## Travail demandé
1) Recopiez fidèlement le passage du texte sur le déréférencement par les moteurs de recherche, de "Un internaute peut-il" à "l’affaire en mai 2014.".
2) D'après le texte sur le déréférencement par les moteurs de recherche, quand la Cour de justice de l'Union européenne a-t-elle tranché l'affaire du citoyen espagnol ?
3) Prolongez le texte sur le déréférencement par les moteurs de recherche en partant de sa dernière phrase.

+++ Texte fourni

Un internaute peut-il demander à un moteur de recherche de supprimer les liens vers des pages le concernant si celles-ci lui nuisent ? La réponse est oui. Mais il n’est pas dit que Google accède à sa requête. C’est ce qui est arrivé à un citoyen espagnol qui cherchait à faire disparaître du Net deux articles de presse concernant de vieilles dettes réglées de longue date. L’autorité espagnole de protection des données a estimé que l’affaire n’était plus d’actualité et a enjoint Google de ne plus indexer ces articles. La firme de Mountain View ayant saisi l’autorité judiciaire, c’est finalement la Cour de justice de l’Union européenne (CJUE) qui a été appelée à la rescousse pour trancher l’affaire en mai 2014.

Elle a estimé qu’un moteur de recherche sur Internet est responsable du traitement qu’il effectue des données à caractère personnel apparaissant sur des pages web publiées par des tiers. Et que « lorsque, à la suite d’une recherche effectuée à partir du nom d’une personne, la liste de résultats affiche un lien vers une page qui contient des informations sur la personne en question, celle-ci peut s’adresser directement à l’exploitant   » . Si bien que « lorsque celui-ci ne donne pas suite à sa demande,  [il peut] saisir les autorités compétentes pour obtenir, sous certaines conditions, la suppression de ce lien de la liste de résultats » . Parmi les conditions évoquées pour obtenir gain de cause, le fait que les contenus en question soient « inexacts ou faux » , « incomplets ou inadéquats » , « excessifs ou inappropriés » ou encore « obsolètes ou plus pertinents » .

Cet arrêt reste excessivement flou et ne satisfait ni les moteurs de recherche ni les nombreux experts, lesquels estiment que de telles décisions ne sauraient être le fait de sociétés privées. De son côté, Google a mis en place un formulaire en ligne et, face à l’avalanche de demandes, promet un rapport pour 2015. Le moteur de recherche borde sa responsabilité derrière des comités consultatifs de personnalités indépendantes et des réunions publiques sur le sujet.

L’une des craintes le plus souvent exprimées est que les demandes de déréférencement émanant des personnalités ou de dirigeants d’entreprises visent à effacer de vieilles casseroles et s’opposent en ce cas à la liberté d’information et d’expression. Quelques-uns des exemples de désindexation de contenus par Google semblent le confirmer. Pour preuve, la BBC s’est vue notifier sans autre explication la suppression d’un article sur la démission forcée d’un patron de la banque d’investissement Merrill Lynch accusé de mauvais investissements. Au Guardian ce sont plusieurs articles concernant un arbitre de foot qui avait menti sur les raisons pour lesquelles il avait accordé un penalty qui ont disparu. Mais de la page de Google.uk uniquement. Ils restent accessibles via Google.fr ou Google.com, y compris en réponse à des requêtes portant sur autre chose que le nom de l’intéressé.

++++++
+++ Données fournies

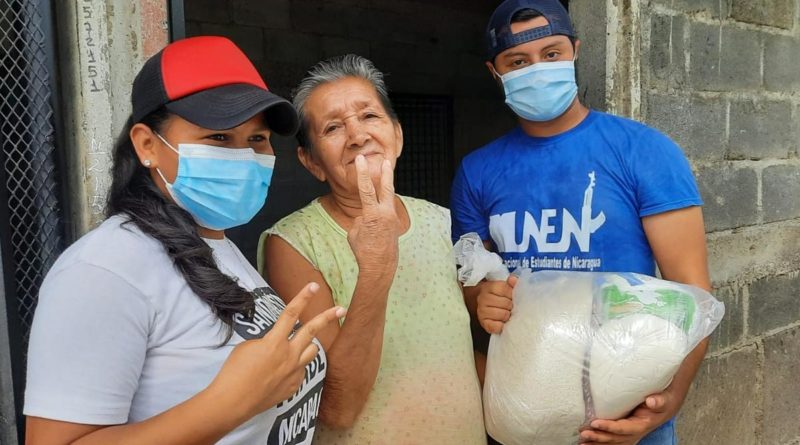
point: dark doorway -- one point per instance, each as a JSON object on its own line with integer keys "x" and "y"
{"x": 31, "y": 217}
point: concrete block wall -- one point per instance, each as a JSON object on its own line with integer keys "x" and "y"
{"x": 722, "y": 78}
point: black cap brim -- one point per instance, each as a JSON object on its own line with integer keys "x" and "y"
{"x": 229, "y": 106}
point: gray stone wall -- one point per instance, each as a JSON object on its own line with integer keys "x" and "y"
{"x": 722, "y": 78}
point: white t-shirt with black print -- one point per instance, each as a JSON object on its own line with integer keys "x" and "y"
{"x": 118, "y": 337}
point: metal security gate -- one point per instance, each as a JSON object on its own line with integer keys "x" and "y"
{"x": 425, "y": 168}
{"x": 31, "y": 214}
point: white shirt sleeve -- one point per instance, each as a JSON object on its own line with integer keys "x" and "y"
{"x": 87, "y": 347}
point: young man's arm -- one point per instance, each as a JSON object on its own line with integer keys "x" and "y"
{"x": 678, "y": 242}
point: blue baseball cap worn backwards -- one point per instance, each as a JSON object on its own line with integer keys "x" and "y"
{"x": 499, "y": 36}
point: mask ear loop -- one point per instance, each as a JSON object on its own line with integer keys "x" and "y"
{"x": 158, "y": 170}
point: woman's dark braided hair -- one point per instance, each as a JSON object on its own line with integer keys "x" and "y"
{"x": 134, "y": 195}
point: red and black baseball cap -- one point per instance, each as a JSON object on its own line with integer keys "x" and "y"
{"x": 211, "y": 83}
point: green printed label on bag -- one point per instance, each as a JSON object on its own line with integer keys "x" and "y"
{"x": 672, "y": 305}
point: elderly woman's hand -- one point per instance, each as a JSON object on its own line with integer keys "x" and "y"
{"x": 374, "y": 234}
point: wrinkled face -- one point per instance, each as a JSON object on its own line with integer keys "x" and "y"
{"x": 548, "y": 49}
{"x": 346, "y": 118}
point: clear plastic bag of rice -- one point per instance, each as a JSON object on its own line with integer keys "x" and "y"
{"x": 586, "y": 345}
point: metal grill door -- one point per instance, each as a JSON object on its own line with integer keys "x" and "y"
{"x": 32, "y": 234}
{"x": 425, "y": 168}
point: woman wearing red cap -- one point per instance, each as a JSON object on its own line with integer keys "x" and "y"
{"x": 142, "y": 328}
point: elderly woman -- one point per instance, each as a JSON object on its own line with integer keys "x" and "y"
{"x": 400, "y": 367}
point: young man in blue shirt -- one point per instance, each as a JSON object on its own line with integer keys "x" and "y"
{"x": 576, "y": 189}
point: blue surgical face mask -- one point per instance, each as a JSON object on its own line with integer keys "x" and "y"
{"x": 541, "y": 92}
{"x": 220, "y": 187}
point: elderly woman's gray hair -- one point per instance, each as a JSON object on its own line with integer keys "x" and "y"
{"x": 331, "y": 70}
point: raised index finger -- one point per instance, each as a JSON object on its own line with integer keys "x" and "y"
{"x": 366, "y": 191}
{"x": 387, "y": 183}
{"x": 288, "y": 318}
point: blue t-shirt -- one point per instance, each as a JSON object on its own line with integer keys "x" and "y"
{"x": 573, "y": 201}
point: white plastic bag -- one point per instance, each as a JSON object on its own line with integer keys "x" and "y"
{"x": 584, "y": 345}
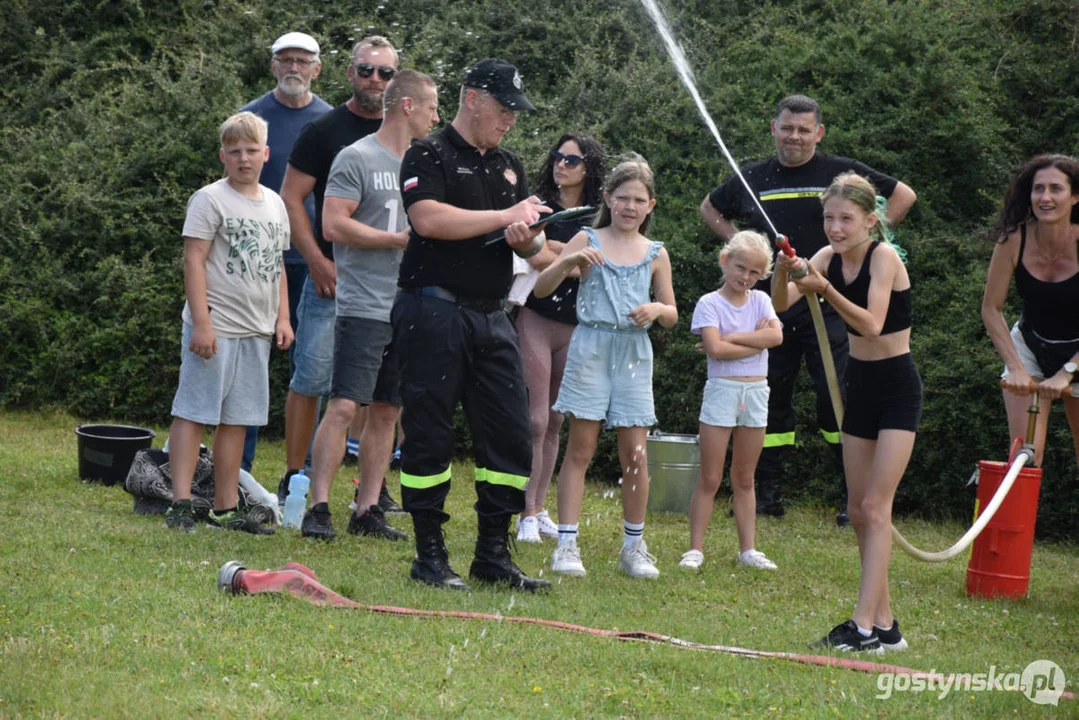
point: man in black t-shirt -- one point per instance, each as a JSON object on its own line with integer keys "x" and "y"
{"x": 372, "y": 66}
{"x": 455, "y": 340}
{"x": 789, "y": 188}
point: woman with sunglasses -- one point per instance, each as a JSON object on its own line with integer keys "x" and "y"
{"x": 572, "y": 176}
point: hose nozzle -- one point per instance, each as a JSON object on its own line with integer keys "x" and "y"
{"x": 783, "y": 243}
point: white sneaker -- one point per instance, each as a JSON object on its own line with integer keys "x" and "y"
{"x": 547, "y": 526}
{"x": 692, "y": 560}
{"x": 754, "y": 558}
{"x": 565, "y": 559}
{"x": 528, "y": 530}
{"x": 636, "y": 561}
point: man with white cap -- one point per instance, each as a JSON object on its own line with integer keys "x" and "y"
{"x": 287, "y": 108}
{"x": 373, "y": 65}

++++++

## Réponses par tâche
1)
Un internaute peut-il demander à un moteur de recherche de supprimer les liens vers des pages le concernant si celles-ci lui nuisent ? La réponse est oui. Mais il n’est pas dit que Google accède à sa requête. C’est ce qui est arrivé à un citoyen espagnol qui cherchait à faire disparaître du Net deux articles de presse concernant de vieilles dettes réglées de longue date. L’autorité espagnole de protection des données a estimé que l’affaire n’était plus d’actualité et a enjoint Google de ne plus indexer ces articles. La firme de Mountain View ayant saisi l’autorité judiciaire, c’est finalement la Cour de justice de l’Union européenne (CJUE) qui a été appelée à la rescousse pour trancher l’affaire en mai 2014.

2) En mai 2014.

3)
Pour tenter d’éclaircir un peu les choses, le groupe Article 29, rassemblant les autorités de protection des données européennes, vient de publier des règles pour l’implémentation de l’arrêt de la CJUE, à savoir la mise en place d’un système d’exploitation ou d’un logiciel s’y référant. Et le moins qu’on puisse dire, c’est qu’elles n’éclairent pas grand-chose. Concernant l’équilibre entre le droit au déréférencement et la liberté d’information et d’expression, il est stipulé que « le résultat pourra dépendre de la nature et de la sensibilité des données traitées et de l’intérêt du public à avoir accès à ces informations particulières. L’intérêt du public sera significativement plus important si la personne à qui ont trait les données joue un rôle public ». Il est précisé qu’en ce cas « la désindexation ne sera pas appropriée » .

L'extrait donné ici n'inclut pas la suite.